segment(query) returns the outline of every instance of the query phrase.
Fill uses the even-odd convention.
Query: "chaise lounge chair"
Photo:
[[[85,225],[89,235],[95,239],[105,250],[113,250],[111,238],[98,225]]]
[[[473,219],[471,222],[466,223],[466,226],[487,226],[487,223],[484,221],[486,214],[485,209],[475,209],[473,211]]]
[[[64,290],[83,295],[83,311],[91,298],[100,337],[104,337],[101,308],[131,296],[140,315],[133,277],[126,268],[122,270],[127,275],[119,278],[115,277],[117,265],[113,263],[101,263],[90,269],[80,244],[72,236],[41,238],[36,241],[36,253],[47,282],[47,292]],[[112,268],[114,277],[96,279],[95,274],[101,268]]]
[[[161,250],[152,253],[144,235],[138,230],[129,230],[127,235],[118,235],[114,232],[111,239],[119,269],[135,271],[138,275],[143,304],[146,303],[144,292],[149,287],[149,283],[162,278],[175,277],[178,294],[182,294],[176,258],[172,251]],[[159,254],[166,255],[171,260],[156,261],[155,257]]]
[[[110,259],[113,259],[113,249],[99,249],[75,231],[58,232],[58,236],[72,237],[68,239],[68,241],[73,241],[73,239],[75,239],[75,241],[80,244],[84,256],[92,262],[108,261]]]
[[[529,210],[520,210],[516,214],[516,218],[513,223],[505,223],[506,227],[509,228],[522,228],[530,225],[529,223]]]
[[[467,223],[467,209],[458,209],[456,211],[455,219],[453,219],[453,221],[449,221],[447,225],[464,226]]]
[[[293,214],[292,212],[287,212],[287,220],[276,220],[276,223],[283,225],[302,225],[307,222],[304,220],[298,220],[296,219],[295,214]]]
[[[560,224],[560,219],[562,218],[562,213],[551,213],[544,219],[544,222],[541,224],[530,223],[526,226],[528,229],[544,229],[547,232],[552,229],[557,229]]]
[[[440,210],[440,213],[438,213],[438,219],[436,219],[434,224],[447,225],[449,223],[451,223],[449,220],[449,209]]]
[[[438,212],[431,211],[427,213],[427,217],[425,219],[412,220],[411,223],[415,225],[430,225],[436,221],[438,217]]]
──────────
Aim of the task -
Pull out each line in the entries above that contains the word "returns", and copy those lines in full.

Response -
segment(query) returns the outline of every instance of the query phrase.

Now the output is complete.